Problem statement.
Set down precisely the lines from the line with "Point out every instance of the gabled" through the end of the material, inclusive, and no pictures.

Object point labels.
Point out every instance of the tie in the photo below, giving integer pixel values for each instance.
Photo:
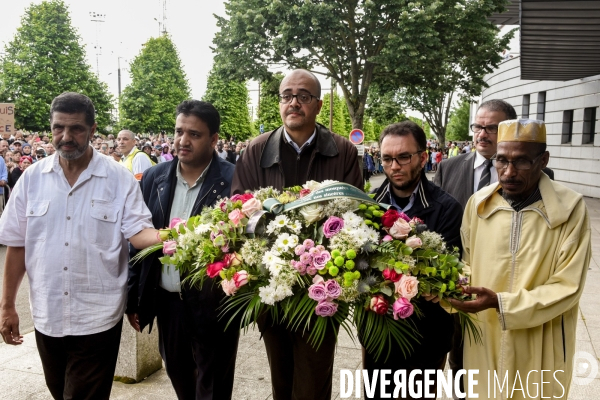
(486, 175)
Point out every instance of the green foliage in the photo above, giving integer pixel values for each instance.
(394, 42)
(158, 85)
(342, 125)
(268, 108)
(458, 126)
(45, 59)
(230, 98)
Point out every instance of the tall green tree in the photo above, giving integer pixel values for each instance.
(158, 85)
(268, 104)
(44, 59)
(458, 126)
(396, 42)
(342, 125)
(230, 98)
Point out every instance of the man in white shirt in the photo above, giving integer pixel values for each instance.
(68, 206)
(134, 159)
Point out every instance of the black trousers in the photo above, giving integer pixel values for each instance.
(201, 365)
(397, 362)
(298, 371)
(80, 367)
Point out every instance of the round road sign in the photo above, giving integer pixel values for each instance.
(357, 136)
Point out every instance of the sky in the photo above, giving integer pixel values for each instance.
(127, 25)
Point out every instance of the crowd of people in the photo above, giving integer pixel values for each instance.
(526, 300)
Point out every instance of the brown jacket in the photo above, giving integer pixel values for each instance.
(260, 166)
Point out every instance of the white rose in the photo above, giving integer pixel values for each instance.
(312, 213)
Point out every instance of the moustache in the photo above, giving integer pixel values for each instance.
(61, 144)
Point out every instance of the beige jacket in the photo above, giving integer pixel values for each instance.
(536, 260)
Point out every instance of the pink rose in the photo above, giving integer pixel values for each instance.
(332, 226)
(333, 289)
(304, 192)
(223, 206)
(402, 308)
(213, 269)
(300, 249)
(240, 278)
(379, 304)
(251, 206)
(232, 259)
(175, 222)
(236, 216)
(407, 286)
(317, 291)
(391, 275)
(229, 287)
(414, 242)
(400, 229)
(169, 247)
(326, 308)
(321, 259)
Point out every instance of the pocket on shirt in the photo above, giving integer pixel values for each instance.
(37, 220)
(104, 218)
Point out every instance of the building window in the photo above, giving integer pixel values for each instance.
(567, 133)
(541, 105)
(525, 107)
(589, 125)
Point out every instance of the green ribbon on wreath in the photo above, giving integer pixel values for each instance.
(331, 191)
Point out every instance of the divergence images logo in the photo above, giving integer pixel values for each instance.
(585, 368)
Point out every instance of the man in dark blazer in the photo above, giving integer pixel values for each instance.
(460, 176)
(199, 354)
(463, 175)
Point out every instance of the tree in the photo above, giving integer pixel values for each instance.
(158, 85)
(45, 59)
(231, 99)
(268, 104)
(396, 42)
(458, 126)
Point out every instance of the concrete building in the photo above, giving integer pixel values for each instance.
(570, 110)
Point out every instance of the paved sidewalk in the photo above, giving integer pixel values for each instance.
(22, 377)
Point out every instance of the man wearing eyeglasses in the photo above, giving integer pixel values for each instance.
(528, 279)
(292, 154)
(403, 158)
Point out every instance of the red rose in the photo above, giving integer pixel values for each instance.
(391, 275)
(379, 304)
(213, 269)
(389, 217)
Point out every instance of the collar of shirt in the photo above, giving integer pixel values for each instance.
(95, 167)
(289, 140)
(200, 179)
(411, 202)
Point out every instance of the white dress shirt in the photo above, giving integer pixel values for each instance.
(75, 243)
(479, 167)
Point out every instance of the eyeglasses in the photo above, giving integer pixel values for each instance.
(491, 129)
(401, 160)
(521, 164)
(303, 98)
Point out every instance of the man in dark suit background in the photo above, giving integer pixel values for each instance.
(199, 354)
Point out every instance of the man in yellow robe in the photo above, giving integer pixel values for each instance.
(527, 242)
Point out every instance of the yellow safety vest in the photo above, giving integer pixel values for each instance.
(128, 161)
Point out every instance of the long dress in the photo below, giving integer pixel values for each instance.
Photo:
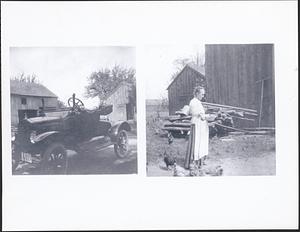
(199, 134)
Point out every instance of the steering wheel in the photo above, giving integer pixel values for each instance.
(75, 103)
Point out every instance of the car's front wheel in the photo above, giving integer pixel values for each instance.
(121, 146)
(54, 159)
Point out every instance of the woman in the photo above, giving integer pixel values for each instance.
(199, 135)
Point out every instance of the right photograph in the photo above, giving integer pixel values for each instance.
(210, 110)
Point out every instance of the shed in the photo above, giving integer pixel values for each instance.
(27, 98)
(123, 108)
(180, 90)
(242, 75)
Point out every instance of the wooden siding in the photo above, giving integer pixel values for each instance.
(32, 103)
(233, 74)
(119, 99)
(180, 92)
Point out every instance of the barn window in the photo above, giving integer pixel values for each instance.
(23, 101)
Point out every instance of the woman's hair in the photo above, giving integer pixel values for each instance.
(197, 90)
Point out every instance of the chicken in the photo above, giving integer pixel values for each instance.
(169, 160)
(179, 171)
(215, 171)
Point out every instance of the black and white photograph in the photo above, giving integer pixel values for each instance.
(73, 110)
(149, 115)
(213, 113)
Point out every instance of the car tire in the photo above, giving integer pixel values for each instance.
(54, 159)
(121, 146)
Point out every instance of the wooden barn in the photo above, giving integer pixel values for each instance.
(242, 75)
(26, 99)
(123, 108)
(180, 91)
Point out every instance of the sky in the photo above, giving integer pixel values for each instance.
(64, 70)
(161, 60)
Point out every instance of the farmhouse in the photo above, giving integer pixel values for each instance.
(157, 107)
(123, 107)
(242, 75)
(180, 91)
(28, 98)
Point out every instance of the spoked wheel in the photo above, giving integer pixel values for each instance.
(121, 147)
(54, 159)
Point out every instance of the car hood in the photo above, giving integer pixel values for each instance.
(37, 120)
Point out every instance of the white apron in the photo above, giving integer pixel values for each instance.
(201, 129)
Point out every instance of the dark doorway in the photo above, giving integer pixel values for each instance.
(129, 111)
(28, 113)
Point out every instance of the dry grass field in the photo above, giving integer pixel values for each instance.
(238, 155)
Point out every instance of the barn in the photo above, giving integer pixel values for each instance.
(123, 107)
(242, 75)
(26, 99)
(180, 90)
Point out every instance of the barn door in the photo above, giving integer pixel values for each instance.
(129, 111)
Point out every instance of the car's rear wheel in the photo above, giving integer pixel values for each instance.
(54, 160)
(121, 146)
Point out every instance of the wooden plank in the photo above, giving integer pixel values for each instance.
(228, 106)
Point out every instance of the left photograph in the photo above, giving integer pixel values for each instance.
(73, 110)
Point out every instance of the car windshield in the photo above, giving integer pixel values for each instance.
(60, 114)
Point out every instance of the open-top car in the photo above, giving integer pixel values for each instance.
(47, 138)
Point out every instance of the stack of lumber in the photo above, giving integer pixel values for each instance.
(223, 114)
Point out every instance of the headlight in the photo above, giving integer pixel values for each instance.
(32, 136)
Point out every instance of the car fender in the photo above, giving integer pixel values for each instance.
(116, 127)
(44, 136)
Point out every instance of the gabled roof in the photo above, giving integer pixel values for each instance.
(122, 83)
(195, 67)
(29, 89)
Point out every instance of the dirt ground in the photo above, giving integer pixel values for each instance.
(238, 155)
(97, 161)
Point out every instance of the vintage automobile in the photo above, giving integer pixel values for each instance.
(47, 138)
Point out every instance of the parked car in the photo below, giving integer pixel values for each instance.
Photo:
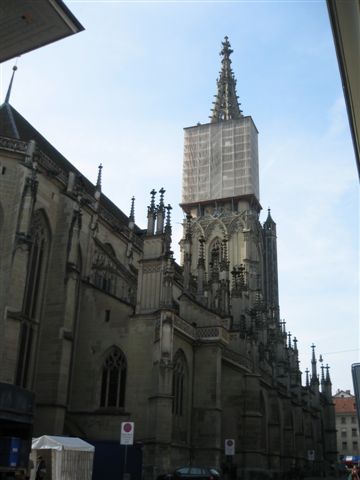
(196, 473)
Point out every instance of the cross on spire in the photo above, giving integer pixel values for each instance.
(226, 105)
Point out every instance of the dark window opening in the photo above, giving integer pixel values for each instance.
(113, 382)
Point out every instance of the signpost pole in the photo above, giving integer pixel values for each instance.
(126, 438)
(125, 461)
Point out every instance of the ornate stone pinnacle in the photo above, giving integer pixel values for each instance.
(152, 201)
(226, 106)
(98, 181)
(7, 98)
(132, 210)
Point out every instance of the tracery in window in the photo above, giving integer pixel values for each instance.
(179, 386)
(35, 280)
(36, 265)
(113, 379)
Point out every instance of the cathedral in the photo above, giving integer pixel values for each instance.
(103, 326)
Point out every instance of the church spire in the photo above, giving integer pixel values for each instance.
(7, 98)
(226, 105)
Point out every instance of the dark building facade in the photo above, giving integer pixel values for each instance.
(100, 322)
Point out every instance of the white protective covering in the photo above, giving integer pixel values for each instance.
(220, 161)
(61, 443)
(66, 458)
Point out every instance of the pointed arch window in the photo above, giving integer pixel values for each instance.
(179, 386)
(35, 280)
(36, 266)
(113, 379)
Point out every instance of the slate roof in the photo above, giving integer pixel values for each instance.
(345, 405)
(14, 125)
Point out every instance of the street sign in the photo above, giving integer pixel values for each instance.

Written answer.
Point out every instance of the gabled roof in the photo above, giving integer pixel values for each instance.
(122, 83)
(195, 67)
(29, 89)
Point out every instance of the dirt ground in the photo above, giving integer pixel values for each instance.
(238, 155)
(97, 161)
Point out every instance of the vintage automobile in the photo above, giving integer pixel values for each instance.
(47, 138)
Point out every instance of the parked car in the photo below, giving integer pixel values for each instance.
Photo:
(196, 473)
Point out every instance of the cross on spire in the photo above, giving integer pixel values for each instance.
(226, 105)
Point out every instance of the dark window opening in the photo above, giving integer pixel values for each instance.
(113, 382)
Point out every instance of the signpost pole in the photo above, giving integer pixel values for each instance.
(126, 438)
(125, 461)
Point out every instance of the ornate stone pinnacle in the photo above, giving integer pixel values for each instance.
(152, 201)
(226, 106)
(98, 181)
(7, 98)
(132, 210)
Point out every instance of the tracery in window in the photo above, giving integer pixel values for each instance.
(179, 386)
(35, 280)
(36, 265)
(113, 379)
Point out every instance of the cathedral in the photo above, giving integer pixel values for each instance.
(103, 326)
Point out every instance of the church spire in the photo above, giving integer pixel values for each instance.
(7, 98)
(226, 105)
Point out every instance of the dark building facade in the photo above, giving integer pixel values for each instance.
(100, 322)
Point out every instance of the white protective covering in the photo above, giving integer pixel values for each instance.
(220, 161)
(61, 443)
(66, 458)
Point out every instance of the pointed arch window in the photo above, giving integer pixel values for each instance.
(179, 386)
(35, 280)
(36, 266)
(113, 379)
Point out every instance of the slate roof in the photo above, giving integer pixel values for each instance.
(345, 405)
(14, 125)
Point out every instance of the street sign in the photo above, giving integer pixel values for each instance.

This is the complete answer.